Thank you, Mark. Canadian Natural's ability to deliver significant, sustainable free cash flow is driven by our effective, efficient operations, our high-quality, long-life, low-decline assets that have low-maintenance capital and significant reserves. We balanced our commodities in Q3 2021 with approximately 47% of our BOEs, like crude oil, NGL, SCO, 30% heavy, and 23% natural gas, which gives us exposure to all improving commodity prices. Mayonatural's advantage is our ability to effectively allocate cash flow to our four pillars, and we will continue to allocate to our four pillars in a disciplined manner to maximize value for our shareholders, which is all driven by effective capital allocation, effective and efficient operations, and by our teams who deliver top-tier results. A commitment on delivering returns to shareholders has been significant, totaling $3.1 billion year-to-date through dividends and share repurchases. Subsequent to the quarter end, the directors have approved a 25% increase to our quarterly dividend payable on January 5, 2022. This will mark the 22nd consecutive year of dividend increases for the company and is a 25% increase from our previous quarterly dividends and is in excess of a historical dagger growth of 20% over the last 22 years. In the third quarter, we set new environmental targets. By 2030, reduce absolute methane emissions by 50% from our 2016 baseline. By 2026, reduce in situ freshwater usage and mining freshwater usage intensity by 40% from our 2017 baseline. As well, With our oil sands pathway to net zero initiative, we will work with our industry partners to advance key milestones as we work towards our goal of net zero in the oil sands by 2050. In summary, we continue to focus on safe, reliable operations, reducing our environmental footprint, enhancing our top-tier operations. Neonatural is delivering top-tier cash flow generation. We are unique, sustainable, and robust, and clearly demonstrate the ability to deliver returns to shareholders by balancing our four pillars. That concludes our Q3 conference call. I will now open the line for questions.

Written instruction a » Copy the entries word for word, from the first line of the entries through the line containing "column 408, row 326", including both of those lines.

Data provided »
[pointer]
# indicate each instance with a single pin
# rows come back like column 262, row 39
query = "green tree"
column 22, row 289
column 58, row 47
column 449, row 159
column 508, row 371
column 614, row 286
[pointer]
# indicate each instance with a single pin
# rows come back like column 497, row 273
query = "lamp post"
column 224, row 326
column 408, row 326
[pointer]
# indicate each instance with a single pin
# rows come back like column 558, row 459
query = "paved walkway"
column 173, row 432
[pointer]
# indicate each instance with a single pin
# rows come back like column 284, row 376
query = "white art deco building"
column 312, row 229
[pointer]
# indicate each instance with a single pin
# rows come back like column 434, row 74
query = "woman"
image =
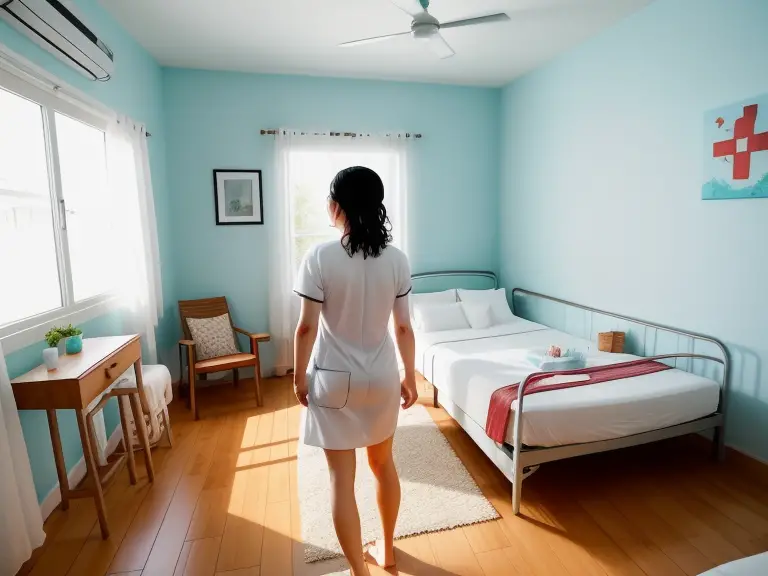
column 349, row 289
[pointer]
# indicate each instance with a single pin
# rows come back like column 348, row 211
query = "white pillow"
column 496, row 299
column 431, row 298
column 478, row 314
column 440, row 317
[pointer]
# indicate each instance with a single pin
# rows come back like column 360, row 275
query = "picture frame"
column 238, row 197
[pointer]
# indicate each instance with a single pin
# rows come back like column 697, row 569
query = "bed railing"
column 644, row 338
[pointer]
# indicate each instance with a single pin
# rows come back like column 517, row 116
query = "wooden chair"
column 210, row 308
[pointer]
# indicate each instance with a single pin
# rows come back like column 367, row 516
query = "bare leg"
column 388, row 498
column 346, row 518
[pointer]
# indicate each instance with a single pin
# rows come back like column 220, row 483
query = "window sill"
column 29, row 331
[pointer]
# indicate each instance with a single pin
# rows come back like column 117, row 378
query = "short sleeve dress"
column 353, row 380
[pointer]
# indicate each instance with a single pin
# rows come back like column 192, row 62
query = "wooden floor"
column 224, row 502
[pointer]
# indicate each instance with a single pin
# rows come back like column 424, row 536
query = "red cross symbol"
column 743, row 143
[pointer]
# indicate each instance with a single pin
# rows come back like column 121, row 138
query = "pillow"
column 496, row 299
column 440, row 317
column 478, row 314
column 430, row 298
column 213, row 337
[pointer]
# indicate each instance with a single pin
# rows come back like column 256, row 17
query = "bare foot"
column 379, row 556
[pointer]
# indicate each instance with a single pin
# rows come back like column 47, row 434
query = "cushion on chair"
column 225, row 363
column 213, row 336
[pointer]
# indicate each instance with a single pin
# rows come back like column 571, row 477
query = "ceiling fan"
column 426, row 29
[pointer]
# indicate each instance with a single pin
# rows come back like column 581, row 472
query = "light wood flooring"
column 224, row 503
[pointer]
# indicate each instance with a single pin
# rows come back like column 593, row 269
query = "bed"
column 466, row 366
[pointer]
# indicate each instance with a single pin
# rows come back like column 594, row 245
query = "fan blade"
column 372, row 40
column 501, row 17
column 439, row 46
column 411, row 7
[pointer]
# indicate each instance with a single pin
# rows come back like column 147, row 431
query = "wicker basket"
column 611, row 342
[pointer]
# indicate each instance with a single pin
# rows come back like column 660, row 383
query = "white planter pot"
column 51, row 358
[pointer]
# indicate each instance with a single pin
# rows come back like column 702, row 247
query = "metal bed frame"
column 526, row 460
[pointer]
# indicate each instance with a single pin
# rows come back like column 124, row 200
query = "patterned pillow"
column 213, row 336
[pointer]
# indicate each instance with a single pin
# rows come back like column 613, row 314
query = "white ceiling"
column 301, row 36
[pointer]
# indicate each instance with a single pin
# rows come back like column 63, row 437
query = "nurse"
column 346, row 371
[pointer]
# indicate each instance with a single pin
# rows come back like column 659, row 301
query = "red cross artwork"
column 743, row 144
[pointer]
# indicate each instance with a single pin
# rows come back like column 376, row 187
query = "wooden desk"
column 80, row 379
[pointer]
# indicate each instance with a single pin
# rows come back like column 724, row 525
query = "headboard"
column 447, row 279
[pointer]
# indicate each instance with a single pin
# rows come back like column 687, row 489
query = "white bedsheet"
column 469, row 365
column 751, row 566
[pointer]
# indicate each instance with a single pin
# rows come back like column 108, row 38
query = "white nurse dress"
column 353, row 380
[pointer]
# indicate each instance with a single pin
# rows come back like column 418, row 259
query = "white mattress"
column 469, row 365
column 751, row 566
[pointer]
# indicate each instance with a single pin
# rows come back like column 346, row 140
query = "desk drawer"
column 108, row 370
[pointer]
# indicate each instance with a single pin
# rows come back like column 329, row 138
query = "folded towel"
column 563, row 363
column 539, row 358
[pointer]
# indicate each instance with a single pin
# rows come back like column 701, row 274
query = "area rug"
column 437, row 491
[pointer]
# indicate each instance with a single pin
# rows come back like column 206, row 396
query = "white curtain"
column 21, row 525
column 305, row 164
column 137, row 255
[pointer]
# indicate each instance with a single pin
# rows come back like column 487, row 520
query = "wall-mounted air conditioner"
column 55, row 25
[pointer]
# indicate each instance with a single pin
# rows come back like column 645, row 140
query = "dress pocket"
column 330, row 388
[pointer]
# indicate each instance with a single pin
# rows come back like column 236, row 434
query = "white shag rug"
column 437, row 491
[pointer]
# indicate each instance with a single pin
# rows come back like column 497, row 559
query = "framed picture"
column 238, row 197
column 736, row 151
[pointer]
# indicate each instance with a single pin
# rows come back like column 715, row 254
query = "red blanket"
column 501, row 400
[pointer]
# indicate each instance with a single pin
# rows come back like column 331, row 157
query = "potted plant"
column 73, row 339
column 51, row 354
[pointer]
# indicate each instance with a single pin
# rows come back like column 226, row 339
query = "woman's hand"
column 408, row 392
column 300, row 389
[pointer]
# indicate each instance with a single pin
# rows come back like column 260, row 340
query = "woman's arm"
column 406, row 343
column 306, row 333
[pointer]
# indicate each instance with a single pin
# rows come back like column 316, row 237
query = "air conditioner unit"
column 54, row 25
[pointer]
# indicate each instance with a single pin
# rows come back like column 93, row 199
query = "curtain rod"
column 272, row 131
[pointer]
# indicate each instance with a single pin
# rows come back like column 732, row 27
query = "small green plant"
column 70, row 331
column 53, row 337
column 57, row 333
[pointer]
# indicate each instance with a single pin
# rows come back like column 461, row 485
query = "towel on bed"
column 541, row 359
column 502, row 399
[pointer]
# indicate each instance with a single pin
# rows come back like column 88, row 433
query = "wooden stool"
column 137, row 402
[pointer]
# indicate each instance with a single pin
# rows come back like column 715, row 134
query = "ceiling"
column 301, row 36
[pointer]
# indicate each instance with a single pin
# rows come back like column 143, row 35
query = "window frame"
column 27, row 331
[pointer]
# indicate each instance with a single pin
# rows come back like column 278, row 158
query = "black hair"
column 359, row 192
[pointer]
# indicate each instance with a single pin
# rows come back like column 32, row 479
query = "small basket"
column 611, row 342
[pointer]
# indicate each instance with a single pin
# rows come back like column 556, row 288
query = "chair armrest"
column 259, row 337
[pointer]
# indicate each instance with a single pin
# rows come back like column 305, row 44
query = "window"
column 54, row 207
column 310, row 175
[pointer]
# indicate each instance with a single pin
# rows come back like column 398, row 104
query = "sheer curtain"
column 135, row 239
column 130, row 181
column 305, row 164
column 21, row 525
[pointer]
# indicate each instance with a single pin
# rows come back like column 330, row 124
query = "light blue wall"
column 601, row 184
column 136, row 90
column 213, row 121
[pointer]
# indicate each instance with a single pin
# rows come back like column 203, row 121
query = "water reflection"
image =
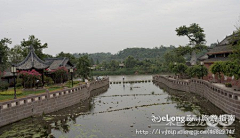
column 44, row 125
column 116, row 113
column 187, row 101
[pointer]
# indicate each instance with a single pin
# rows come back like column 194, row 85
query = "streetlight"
column 14, row 70
column 71, row 71
column 202, row 68
column 175, row 64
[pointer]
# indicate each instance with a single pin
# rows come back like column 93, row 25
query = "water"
column 118, row 111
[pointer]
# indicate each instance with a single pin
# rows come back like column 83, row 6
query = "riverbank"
column 225, row 99
column 125, row 71
column 36, row 105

Written instruction b » According to the earnings call remarks, what percentage increase to the quarterly dividend did the directors approve, and when is it payable?

Complete answer a »
[pointer]
# indicate each instance with a single pin
# rows come back like column 262, row 39
query = "green tree"
column 22, row 289
column 58, row 47
column 449, row 159
column 508, row 371
column 614, row 286
[pointer]
# indicate each instance with a single pin
# rows come back like column 497, row 273
query = "lamp post"
column 224, row 326
column 408, row 326

Complete answer b » A 25% increase, payable on January 5, 2022.